━━ Provided entries
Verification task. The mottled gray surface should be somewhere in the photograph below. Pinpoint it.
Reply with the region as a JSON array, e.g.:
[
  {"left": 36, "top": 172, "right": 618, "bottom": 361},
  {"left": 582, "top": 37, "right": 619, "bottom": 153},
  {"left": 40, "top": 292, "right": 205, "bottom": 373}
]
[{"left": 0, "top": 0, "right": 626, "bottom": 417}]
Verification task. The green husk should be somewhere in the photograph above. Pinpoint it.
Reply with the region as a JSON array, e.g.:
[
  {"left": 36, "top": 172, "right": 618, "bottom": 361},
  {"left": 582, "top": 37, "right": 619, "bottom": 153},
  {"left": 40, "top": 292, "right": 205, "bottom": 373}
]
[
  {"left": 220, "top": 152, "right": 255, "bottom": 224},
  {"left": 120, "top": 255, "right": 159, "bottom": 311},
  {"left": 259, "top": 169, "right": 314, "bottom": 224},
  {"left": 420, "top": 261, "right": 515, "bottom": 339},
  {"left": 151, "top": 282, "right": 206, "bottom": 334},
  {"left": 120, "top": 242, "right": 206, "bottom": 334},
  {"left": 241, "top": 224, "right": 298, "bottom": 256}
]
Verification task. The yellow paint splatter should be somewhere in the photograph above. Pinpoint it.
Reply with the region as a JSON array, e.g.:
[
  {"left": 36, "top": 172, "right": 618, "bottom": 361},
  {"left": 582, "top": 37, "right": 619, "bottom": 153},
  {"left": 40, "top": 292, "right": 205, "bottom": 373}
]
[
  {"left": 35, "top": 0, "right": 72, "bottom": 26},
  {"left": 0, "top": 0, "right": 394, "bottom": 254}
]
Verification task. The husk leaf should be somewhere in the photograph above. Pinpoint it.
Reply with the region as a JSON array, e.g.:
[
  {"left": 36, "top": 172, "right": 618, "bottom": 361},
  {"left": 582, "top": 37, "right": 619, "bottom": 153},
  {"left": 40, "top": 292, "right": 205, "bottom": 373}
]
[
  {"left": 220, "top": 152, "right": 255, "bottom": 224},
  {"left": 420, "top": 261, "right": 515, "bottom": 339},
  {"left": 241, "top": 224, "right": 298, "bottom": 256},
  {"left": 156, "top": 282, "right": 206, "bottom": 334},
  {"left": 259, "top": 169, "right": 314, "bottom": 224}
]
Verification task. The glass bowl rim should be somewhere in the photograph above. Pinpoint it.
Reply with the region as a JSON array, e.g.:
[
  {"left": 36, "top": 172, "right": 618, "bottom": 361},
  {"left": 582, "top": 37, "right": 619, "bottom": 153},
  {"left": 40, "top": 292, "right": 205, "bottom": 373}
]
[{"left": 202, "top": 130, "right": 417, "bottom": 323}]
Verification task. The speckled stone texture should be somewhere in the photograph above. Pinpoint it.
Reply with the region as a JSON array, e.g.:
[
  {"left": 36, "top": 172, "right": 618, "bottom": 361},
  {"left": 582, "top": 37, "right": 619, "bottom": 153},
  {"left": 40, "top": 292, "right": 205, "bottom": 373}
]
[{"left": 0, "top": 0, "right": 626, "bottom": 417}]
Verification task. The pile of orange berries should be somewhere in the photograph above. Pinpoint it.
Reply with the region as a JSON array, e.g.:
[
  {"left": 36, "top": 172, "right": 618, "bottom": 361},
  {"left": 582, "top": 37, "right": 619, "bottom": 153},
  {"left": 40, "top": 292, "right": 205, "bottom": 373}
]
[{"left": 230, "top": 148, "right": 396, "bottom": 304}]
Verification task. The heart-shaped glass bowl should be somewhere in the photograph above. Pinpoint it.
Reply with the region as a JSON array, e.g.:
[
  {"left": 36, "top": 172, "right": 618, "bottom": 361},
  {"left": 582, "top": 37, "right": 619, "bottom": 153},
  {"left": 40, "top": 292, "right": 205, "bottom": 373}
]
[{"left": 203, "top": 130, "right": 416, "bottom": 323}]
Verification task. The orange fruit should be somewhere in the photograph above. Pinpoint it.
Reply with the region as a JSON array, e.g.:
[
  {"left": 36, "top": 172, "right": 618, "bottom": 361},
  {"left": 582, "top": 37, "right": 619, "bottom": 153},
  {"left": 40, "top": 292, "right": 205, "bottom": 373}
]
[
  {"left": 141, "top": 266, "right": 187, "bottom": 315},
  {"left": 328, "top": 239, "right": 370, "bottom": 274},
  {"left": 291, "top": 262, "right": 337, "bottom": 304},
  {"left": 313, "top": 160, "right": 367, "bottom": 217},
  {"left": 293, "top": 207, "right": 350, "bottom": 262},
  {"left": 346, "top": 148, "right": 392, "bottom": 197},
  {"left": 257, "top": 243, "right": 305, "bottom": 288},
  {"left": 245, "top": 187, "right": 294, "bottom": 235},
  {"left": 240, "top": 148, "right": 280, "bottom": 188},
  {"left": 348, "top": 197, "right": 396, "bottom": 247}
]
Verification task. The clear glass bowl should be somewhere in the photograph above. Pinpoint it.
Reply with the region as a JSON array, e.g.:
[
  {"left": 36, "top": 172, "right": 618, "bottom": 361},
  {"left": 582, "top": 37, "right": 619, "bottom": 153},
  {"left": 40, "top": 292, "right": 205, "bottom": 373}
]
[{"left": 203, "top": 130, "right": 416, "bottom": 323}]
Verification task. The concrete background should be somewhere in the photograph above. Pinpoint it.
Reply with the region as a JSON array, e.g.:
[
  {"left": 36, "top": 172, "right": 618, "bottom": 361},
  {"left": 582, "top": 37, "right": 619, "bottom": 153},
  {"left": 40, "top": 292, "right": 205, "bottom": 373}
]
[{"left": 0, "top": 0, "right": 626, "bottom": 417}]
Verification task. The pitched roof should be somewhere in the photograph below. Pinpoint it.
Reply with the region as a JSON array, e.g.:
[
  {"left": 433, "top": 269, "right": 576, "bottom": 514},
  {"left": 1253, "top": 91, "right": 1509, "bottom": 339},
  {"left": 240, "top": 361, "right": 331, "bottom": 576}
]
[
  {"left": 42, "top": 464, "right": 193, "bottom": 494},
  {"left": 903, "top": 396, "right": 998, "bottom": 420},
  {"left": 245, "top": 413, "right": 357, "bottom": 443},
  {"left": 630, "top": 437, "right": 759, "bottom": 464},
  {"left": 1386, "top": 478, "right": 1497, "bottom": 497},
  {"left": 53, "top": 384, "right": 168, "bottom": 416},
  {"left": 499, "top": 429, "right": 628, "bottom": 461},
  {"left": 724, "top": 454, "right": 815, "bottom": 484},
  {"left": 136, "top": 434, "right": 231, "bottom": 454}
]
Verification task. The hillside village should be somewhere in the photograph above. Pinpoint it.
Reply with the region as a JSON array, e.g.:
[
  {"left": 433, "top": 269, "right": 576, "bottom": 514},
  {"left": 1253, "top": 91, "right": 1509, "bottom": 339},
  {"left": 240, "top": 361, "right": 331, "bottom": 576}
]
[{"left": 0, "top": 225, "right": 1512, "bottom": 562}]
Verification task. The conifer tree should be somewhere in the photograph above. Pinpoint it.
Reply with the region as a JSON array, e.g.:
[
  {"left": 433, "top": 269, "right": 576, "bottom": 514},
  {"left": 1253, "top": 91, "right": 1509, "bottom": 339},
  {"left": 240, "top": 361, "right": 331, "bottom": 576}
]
━━━━
> Challenge
Lines from the one containing "Verification task. The hillside" through the final line are to be given again verbatim, with nothing before or after.

> Full output
Verification task. The hillside village should be somewhere in the photograph above. Pinpoint it.
Reply with the region as a JSON array, e.g.:
[
  {"left": 433, "top": 269, "right": 576, "bottom": 514},
  {"left": 1253, "top": 91, "right": 1509, "bottom": 339},
  {"left": 240, "top": 361, "right": 331, "bottom": 576}
]
[{"left": 0, "top": 225, "right": 1512, "bottom": 562}]
Verification task. The conifer tree should be somewhere in the photograph above. Pinpoint it.
Reply with the region as a JSON array, e.g.:
[
  {"left": 433, "top": 269, "right": 576, "bottom": 514},
  {"left": 1253, "top": 91, "right": 1509, "bottom": 339},
  {"left": 240, "top": 361, "right": 331, "bottom": 576}
]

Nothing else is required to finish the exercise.